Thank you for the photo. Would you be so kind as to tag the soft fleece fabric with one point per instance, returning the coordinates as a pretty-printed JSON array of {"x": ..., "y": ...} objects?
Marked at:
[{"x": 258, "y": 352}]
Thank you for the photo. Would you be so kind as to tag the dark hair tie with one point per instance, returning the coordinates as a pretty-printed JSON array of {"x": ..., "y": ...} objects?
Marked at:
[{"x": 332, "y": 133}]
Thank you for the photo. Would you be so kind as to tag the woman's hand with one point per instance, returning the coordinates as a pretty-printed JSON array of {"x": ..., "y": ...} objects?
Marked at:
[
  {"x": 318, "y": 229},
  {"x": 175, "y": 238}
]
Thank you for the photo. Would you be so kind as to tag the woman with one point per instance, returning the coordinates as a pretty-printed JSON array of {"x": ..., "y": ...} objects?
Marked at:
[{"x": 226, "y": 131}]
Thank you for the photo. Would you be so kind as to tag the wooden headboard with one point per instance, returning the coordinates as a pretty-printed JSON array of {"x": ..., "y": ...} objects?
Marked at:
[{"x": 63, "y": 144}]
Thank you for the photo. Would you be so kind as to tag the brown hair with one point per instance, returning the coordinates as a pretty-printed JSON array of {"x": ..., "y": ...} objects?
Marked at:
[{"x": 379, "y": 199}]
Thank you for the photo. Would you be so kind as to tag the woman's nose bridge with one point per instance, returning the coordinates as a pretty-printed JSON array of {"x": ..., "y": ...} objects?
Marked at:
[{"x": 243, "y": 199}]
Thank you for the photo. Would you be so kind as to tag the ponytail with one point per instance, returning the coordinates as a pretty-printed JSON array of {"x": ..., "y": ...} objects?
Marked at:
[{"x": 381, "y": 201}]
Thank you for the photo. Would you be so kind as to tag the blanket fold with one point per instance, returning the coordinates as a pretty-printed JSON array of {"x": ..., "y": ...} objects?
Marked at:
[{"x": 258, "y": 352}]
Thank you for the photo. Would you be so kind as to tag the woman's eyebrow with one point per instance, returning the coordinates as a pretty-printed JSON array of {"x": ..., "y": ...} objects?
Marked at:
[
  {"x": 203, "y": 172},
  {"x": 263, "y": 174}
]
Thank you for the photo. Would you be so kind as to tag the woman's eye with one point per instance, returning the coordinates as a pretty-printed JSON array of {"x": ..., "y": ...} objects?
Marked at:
————
--- Your goal ---
Transcribe every record above exactly as it appears.

--- Answer in full ---
Thank you for the photo. Would you be so kind as to tag the soft fleece fabric with one point per instance, returning the coordinates as a pretty-printed JSON array of {"x": ..., "y": ...} objects?
Marked at:
[{"x": 258, "y": 352}]
Thank you for the photo. Would you be so kind as to tag the dark hair tie with one point per instance, returning the coordinates as a pretty-printed JSON array of {"x": ..., "y": ...} objects?
Marked at:
[{"x": 332, "y": 133}]
Thank you for the photo. Would you be so kind as to tag the woman's hand with one point per instance, returning the coordinates as a pretty-printed JSON array of {"x": ..., "y": ...} objects?
Marked at:
[
  {"x": 318, "y": 229},
  {"x": 175, "y": 238}
]
Thank you for the photo. Would you be so kind as to tag the woman with one point per instance, returning the coordinates as a pretty-printed JSON array of {"x": ..., "y": ...} objects?
Marked at:
[{"x": 226, "y": 131}]
Thank you for the photo. Would you be so kind as to tag the wooden headboard with one point per instance, returning the coordinates as a pretty-printed JSON array of {"x": ..., "y": ...} objects?
Marked at:
[{"x": 63, "y": 144}]
Thank you for the photo. Would you be so kind as to tag the brown hair with one point per instance, returning the coordinates as a pretty-printed JSON array of {"x": ..., "y": ...} objects?
Marked at:
[{"x": 379, "y": 199}]
Thank you for the photo. Would you be so kind as to tag the woman's nose bridge with one point per instance, returning the coordinates as a pretty-printed JSON array of {"x": ..., "y": ...} objects?
Marked at:
[{"x": 243, "y": 199}]
Thank you for the photo. Would you be so kind as to tag the ponytail with one point per instance, returning the coordinates as a pretty-printed JSON array of {"x": ..., "y": ...} objects?
Marked at:
[{"x": 381, "y": 201}]
Thank you for the photo. Would you be so kind as to tag the blanket fold with one point per instance, returning the coordinates as a pretty-printed JSON array of {"x": ..., "y": ...} objects?
Marked at:
[{"x": 258, "y": 352}]
Thank you for the photo. Would you be so kind as to tag the woman's eyebrow with one point per instance, returning the coordinates as a pretty-printed JSON array of {"x": ..., "y": ...} objects?
Marked at:
[
  {"x": 203, "y": 172},
  {"x": 263, "y": 174}
]
Thank you for the photo. Would you be so kind as to tag the woman's eye with one point per instance, returning the coordinates as a pretty-printed JSON array of {"x": ..., "y": ...} objects?
Marked at:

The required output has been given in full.